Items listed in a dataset

'''

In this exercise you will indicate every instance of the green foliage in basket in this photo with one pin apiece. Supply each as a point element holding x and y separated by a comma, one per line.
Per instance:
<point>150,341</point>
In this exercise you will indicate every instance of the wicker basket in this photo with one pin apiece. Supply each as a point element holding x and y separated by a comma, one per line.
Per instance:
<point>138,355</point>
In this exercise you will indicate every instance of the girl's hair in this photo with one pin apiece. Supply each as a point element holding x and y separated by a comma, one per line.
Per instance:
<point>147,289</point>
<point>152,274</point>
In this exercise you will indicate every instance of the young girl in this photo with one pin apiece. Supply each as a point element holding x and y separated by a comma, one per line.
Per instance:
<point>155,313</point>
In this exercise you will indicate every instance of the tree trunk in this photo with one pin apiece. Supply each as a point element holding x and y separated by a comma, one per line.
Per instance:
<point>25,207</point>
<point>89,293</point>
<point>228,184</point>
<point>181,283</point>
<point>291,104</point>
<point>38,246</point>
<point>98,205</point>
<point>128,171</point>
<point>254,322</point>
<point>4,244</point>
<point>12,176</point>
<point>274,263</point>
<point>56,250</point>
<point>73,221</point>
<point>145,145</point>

'''

> **PROBLEM REQUIREMENTS**
Render all of the lines above as a two-column CSV with the headers instruction and response. Each row should pair one instruction with its answer, with each value in a single quoted field and any line breaks replaced by spaces.

> **EXERCISE SOLUTION**
instruction,response
"In this exercise you will indicate every instance of the green foliage in basket in this photo with one pin apiece. Supply each as a point element holding x and y separated by a comma, one per line. Per instance:","<point>150,341</point>"
"In this exercise you will indicate every instance of the wicker basket in this photo with one pin apiece. Supply each as a point element holding x and y separated by a comma, one per line. Per instance:","<point>138,355</point>"
"In this exercise you will indicate every instance of the girl's hair in this photo with one pin apiece. Supply each as a point element holding x and y separated by a comma, one per line. Per instance:","<point>147,289</point> <point>152,274</point>"
"In this exercise you will indicate every instance of the young girl in this photo with one pin apiece. Supply each as a point element holding x and y separated by a comma, one per line. Per instance:","<point>155,313</point>"
"In this exercise you will indicate every instance of the tree trunk in this photo with one pin apiece. Supply each as a point element holding x and y separated by a comma, one per line. Per instance:","<point>25,207</point> <point>89,293</point> <point>228,184</point> <point>181,283</point> <point>291,104</point> <point>38,246</point> <point>98,205</point> <point>128,171</point> <point>254,322</point> <point>4,244</point> <point>12,176</point> <point>274,263</point> <point>56,250</point> <point>73,221</point> <point>145,145</point>"